§ Stated problem A
In the thread below, rewrite the paragraph starting "@EnTeQuAk we probably don't need it forever" in shorter form and keep its main facts.

§ Text segment
Closed bqbn closed 5 years ago
We did some more investigation, and tried to run the theme_update_counts_from_file.py
in the management shell.
It turns out it is https://github.com/mozilla/addons-server/blob/master/src/olympia/stats/management/commands/theme_update_counts_from_file.py#L109 that caused the OOM, apparently it tried to load too many stuff from the database into the memory.
And it also appears this job has been failing for a while (possibly since the LWT migration), yet no one seems to have noticed or complained about it.
I'm not exactly sure what the purpose of this command serves, and whether or not it is still needed today. If not, maybe we can consider stop running it, or if it does have a purpose, the issue should probably be fixed.
Thanks.
And it also appears this job has been failing for a while (possibly since the LWT migration), yet no one seems to have noticed or complained about it.
Since when has it been failing? Since the mentioned 2019-07-04 or even before that?
This command specifically is being used for our statistics dashboards, specifically for theme updates. So, as long as we do have that dashboard we'll need that data.
The mentioned line got added in https://github.com/mozilla/addons-server/commit/46e38faf3c970f50f4d8d55bc2d1f8a0f720240e#diff-fbf940e09a29be25c651f1a38db092deR103 and it feels to me it does load too much data from the database indeed.
What this is doing is, selecting all UpdateCount
instances for all add-on ids in migrated_personas
which I suppose is a lot. The problem here is though, UpdateCount.addon_id
is not unique on the model and there will be lots of UpdateCount
instances per add-on. Unfortunately the structure is stored in a dictionary and all but the last UpdateCount
instance will be overwritten / removed.
@eviljeff is this migration specific piece still needed? If so, we're going to have to optimize it a bit.
@EnTeQuAk we probably don't need it forever but for a period of time we should have it to record the usage from user of old versions of Firefox who didn't upgrade. If Product agreed suppose we could regard now as being a good enough period of time.
From what's said above it might be true that it's never worked properly which is disappointing because it was a challenge to develop and apparently I missed the day
on the filter π so challenge failed.
If Product still want to count old LWT users of the themes then it should be fixed (by adding day
at least - not sure if that's enough optimization); Otherwise, it can be removed.
Since when has it been failing? Since the mentioned 2019-07-04 or even before that?
My guess is it's been failing possibly since the LWT migration.
@jvillalobos to π and decide if it's worth fixing.
The impact is that LWT users aren't being counted in theme usage stats? If so, I think it's fine to drop.
The impact is that LWT users aren't being counted in theme usage stats?
yes.
Ok so if I understand correctly the action here is to remove this cron and the script.
Ok so if I understand correctly the action here is to remove this cron and the script.
yep. We're going to remove it rather than try to fix it.
@eviljeff does this require QA?
Describe the problem and steps to reproduce it:
There is a cron job that runs
./manage.py theme_update_counts_from_file
daily (i.e. https://github.com/mozilla/addons-server/blob/master/scripts/crontab/crontab.tpl#L32). This job wasn't able to finish for 2019-07-04 date and it got OOM killed in the middle of running.The kernel message showed the process used more than 6 GB memory before it's killed.
What happened?
We were alerted for missing stats for 2019-07-04, so we tried to manually re-run all the stats related cron jobs for the date, and during the process, we found that the
theme_update_counts_from_file
job wasn't able to finish and got OOM killed.What did you expect to happen?
The job to finish without being OOM killed.
Anything else we should know?
N/A

§ Stated problem B
How many lines of the listing below contain the word "foliage"? Reply with the number only.

§ Given data
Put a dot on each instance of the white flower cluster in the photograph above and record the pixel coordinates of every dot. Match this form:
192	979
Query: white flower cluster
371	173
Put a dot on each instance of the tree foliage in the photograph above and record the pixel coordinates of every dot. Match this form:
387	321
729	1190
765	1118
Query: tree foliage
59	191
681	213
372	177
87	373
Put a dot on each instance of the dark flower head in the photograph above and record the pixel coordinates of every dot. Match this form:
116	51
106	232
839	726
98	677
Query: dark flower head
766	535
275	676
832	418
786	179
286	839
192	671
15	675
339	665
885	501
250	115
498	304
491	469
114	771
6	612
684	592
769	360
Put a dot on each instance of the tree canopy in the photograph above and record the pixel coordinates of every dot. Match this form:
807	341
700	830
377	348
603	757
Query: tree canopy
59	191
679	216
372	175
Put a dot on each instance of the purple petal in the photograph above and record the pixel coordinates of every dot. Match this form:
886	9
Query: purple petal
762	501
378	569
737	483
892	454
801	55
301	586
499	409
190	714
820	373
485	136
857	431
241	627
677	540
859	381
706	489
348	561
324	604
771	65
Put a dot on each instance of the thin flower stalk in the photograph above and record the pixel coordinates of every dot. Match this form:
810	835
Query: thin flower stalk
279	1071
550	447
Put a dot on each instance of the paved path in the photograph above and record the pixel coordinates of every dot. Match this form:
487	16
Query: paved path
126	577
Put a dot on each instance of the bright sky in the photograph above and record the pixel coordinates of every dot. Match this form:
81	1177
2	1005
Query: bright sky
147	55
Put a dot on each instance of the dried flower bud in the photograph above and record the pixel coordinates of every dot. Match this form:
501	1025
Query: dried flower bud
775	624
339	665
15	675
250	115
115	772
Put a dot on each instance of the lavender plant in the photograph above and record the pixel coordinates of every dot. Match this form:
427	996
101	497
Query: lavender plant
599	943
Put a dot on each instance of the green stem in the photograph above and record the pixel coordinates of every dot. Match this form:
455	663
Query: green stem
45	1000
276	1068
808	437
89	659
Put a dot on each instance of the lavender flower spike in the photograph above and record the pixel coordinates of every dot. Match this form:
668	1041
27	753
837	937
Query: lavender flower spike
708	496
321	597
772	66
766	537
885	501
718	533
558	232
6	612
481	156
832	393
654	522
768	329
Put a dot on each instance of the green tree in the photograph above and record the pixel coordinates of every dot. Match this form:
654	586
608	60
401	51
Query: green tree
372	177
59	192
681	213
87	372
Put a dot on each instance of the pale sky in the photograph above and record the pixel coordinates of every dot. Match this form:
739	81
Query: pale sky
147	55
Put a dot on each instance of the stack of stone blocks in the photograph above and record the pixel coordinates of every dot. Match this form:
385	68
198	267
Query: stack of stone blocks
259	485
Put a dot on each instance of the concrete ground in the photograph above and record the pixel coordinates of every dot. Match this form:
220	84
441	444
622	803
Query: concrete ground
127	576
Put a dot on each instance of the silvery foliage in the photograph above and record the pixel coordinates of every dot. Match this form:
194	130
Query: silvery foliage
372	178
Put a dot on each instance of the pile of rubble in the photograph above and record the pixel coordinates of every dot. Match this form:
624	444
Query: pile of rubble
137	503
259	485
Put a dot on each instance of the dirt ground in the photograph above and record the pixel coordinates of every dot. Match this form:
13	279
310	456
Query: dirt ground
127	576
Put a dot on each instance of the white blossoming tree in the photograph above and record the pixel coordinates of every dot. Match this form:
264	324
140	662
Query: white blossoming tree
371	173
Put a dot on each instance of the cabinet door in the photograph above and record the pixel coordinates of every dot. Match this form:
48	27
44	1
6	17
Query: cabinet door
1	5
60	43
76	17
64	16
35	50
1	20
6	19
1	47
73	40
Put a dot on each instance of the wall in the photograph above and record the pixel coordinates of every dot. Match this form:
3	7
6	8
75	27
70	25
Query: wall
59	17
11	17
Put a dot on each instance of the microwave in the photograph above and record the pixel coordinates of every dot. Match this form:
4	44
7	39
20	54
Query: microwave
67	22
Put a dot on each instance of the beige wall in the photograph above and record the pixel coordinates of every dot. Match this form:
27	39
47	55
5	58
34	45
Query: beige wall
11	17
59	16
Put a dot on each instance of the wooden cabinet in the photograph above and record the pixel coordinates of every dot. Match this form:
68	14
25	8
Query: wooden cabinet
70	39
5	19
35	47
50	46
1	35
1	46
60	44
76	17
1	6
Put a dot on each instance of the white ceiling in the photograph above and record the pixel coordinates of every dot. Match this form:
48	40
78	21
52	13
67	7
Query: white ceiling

§ Exercise response A
The code isn't needed permanently, but it should stay for a while to record usage from users of old Firefox versions who didn't upgrade. If Product agrees, that period could be considered long enough now.

§ Exercise response B
4